:: Task statement ::
Could you set down every record below exactly as it appears?

:: Given records ::
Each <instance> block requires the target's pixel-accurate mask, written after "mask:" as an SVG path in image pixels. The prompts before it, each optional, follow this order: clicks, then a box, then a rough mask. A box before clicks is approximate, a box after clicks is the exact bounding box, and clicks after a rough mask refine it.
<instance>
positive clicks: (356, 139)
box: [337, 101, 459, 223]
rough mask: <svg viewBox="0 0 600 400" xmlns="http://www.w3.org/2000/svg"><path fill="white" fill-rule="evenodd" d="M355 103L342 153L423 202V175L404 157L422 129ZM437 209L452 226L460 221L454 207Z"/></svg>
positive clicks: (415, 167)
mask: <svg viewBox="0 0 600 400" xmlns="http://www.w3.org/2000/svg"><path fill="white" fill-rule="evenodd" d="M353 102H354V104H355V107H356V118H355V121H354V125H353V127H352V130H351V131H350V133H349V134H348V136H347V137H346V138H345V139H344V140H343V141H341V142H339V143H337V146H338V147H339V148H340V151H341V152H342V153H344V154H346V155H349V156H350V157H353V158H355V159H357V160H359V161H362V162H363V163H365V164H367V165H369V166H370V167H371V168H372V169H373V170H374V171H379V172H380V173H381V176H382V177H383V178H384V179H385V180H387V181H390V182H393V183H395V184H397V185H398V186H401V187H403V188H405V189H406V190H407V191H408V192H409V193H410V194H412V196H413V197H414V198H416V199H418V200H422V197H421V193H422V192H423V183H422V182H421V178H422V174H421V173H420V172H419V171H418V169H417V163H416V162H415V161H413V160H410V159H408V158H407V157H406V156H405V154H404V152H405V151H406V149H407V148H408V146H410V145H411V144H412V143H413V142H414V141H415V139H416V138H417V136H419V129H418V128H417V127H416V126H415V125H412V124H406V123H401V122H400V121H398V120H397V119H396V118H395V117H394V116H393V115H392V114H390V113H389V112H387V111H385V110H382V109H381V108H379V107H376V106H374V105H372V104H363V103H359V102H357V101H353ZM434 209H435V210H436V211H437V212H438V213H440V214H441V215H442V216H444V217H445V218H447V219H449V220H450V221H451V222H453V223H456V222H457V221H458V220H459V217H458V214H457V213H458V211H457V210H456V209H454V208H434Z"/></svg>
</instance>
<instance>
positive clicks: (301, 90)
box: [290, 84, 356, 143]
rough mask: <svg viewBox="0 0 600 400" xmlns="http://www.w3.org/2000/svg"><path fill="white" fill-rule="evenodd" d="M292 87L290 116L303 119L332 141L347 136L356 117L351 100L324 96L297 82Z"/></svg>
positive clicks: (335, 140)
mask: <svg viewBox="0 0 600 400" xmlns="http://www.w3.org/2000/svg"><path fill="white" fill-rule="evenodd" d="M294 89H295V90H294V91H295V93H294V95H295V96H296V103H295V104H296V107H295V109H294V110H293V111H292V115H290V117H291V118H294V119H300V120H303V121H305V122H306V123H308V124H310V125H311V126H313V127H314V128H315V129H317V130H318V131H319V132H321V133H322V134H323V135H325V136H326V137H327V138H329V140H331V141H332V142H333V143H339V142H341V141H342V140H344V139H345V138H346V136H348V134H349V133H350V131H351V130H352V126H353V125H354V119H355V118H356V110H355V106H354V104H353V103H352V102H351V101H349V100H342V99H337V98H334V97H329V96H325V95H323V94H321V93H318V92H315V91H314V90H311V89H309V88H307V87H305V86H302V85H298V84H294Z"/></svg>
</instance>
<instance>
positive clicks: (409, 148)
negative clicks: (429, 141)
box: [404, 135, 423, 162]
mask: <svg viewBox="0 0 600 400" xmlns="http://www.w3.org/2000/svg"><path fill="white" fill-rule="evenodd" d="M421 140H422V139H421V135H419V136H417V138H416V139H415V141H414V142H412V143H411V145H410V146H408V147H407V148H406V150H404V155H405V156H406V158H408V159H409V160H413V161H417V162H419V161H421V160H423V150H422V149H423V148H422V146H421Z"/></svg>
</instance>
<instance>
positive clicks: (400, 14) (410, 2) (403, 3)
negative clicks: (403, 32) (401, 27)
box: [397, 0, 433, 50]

:: Answer below ::
Each <instance> block requires the target's pixel-accurate mask, written after "mask:" as an SVG path in image pixels. The prompts before it, each optional, follow this order: clicks, then a box, then a rough mask. A box before clicks is approximate, a box after clicks is the exact bounding box, and clicks after a rough mask refine it.
<instance>
positive clicks: (356, 139)
box: [337, 101, 459, 223]
rough mask: <svg viewBox="0 0 600 400" xmlns="http://www.w3.org/2000/svg"><path fill="white" fill-rule="evenodd" d="M355 103L342 153L423 202V175L404 157L422 129ZM437 209L452 226L460 221L454 207Z"/></svg>
positive clicks: (415, 167)
mask: <svg viewBox="0 0 600 400" xmlns="http://www.w3.org/2000/svg"><path fill="white" fill-rule="evenodd" d="M353 102H354V104H355V107H356V118H355V121H354V125H353V127H352V130H351V131H350V133H349V134H348V136H347V137H346V138H345V139H344V140H343V141H341V142H339V143H337V146H338V147H339V148H340V151H341V152H342V153H344V154H346V155H349V156H350V157H353V158H355V159H357V160H359V161H362V162H363V163H365V164H367V165H369V166H370V167H371V168H372V169H373V170H374V171H379V172H380V173H381V176H382V177H383V178H384V179H385V180H387V181H390V182H393V183H395V184H397V185H398V186H401V187H403V188H405V189H406V190H407V191H408V192H409V193H410V194H412V196H413V197H414V198H416V199H418V200H422V197H421V193H422V192H423V183H422V182H421V178H422V174H421V173H420V172H419V171H418V169H417V163H416V162H415V161H413V160H410V159H408V158H407V157H406V156H405V154H404V152H405V151H406V149H407V148H408V146H410V145H411V144H412V143H413V142H414V141H415V139H416V138H417V136H419V129H418V128H417V127H416V126H415V125H412V124H406V123H401V122H400V121H398V120H397V119H396V118H395V117H394V116H393V115H392V114H390V113H389V112H387V111H385V110H382V109H381V108H379V107H376V106H374V105H372V104H363V103H359V102H357V101H353ZM434 209H435V210H436V211H437V212H438V213H440V214H441V215H442V216H444V217H445V218H447V219H449V220H450V221H451V222H453V223H456V222H457V221H458V220H459V217H458V214H457V213H458V211H457V210H456V209H454V208H434Z"/></svg>
</instance>
<instance>
positive clicks: (301, 90)
box: [290, 84, 356, 143]
rough mask: <svg viewBox="0 0 600 400" xmlns="http://www.w3.org/2000/svg"><path fill="white" fill-rule="evenodd" d="M292 87L290 116L303 119L332 141L347 136L356 117L351 100L324 96L297 82Z"/></svg>
positive clicks: (335, 140)
mask: <svg viewBox="0 0 600 400" xmlns="http://www.w3.org/2000/svg"><path fill="white" fill-rule="evenodd" d="M294 89H295V90H294V91H295V93H294V95H295V96H296V103H295V104H296V107H295V109H294V110H293V111H292V115H290V117H291V118H294V119H300V120H303V121H305V122H306V123H308V124H310V125H311V126H313V127H314V128H315V129H317V130H318V131H319V132H321V133H322V134H323V135H325V136H326V137H327V138H329V140H331V141H332V142H333V143H339V142H341V141H342V140H344V139H345V138H346V136H348V134H349V133H350V131H351V130H352V126H353V125H354V119H355V118H356V110H355V106H354V104H353V103H352V102H351V101H349V100H342V99H337V98H334V97H329V96H325V95H323V94H321V93H318V92H315V91H314V90H311V89H309V88H307V87H305V86H302V85H298V84H294Z"/></svg>
</instance>
<instance>
positive clicks: (409, 148)
negative clicks: (429, 141)
box: [404, 135, 423, 162]
mask: <svg viewBox="0 0 600 400" xmlns="http://www.w3.org/2000/svg"><path fill="white" fill-rule="evenodd" d="M421 140H422V139H421V135H419V136H417V138H416V139H415V141H414V142H412V143H411V145H410V146H408V147H407V148H406V150H404V155H405V156H406V158H408V159H409V160H413V161H417V162H419V161H421V160H423V150H422V149H423V148H422V146H421Z"/></svg>
</instance>
<instance>
positive clicks: (400, 14) (410, 2) (403, 3)
negative clicks: (403, 32) (401, 27)
box: [397, 0, 433, 50]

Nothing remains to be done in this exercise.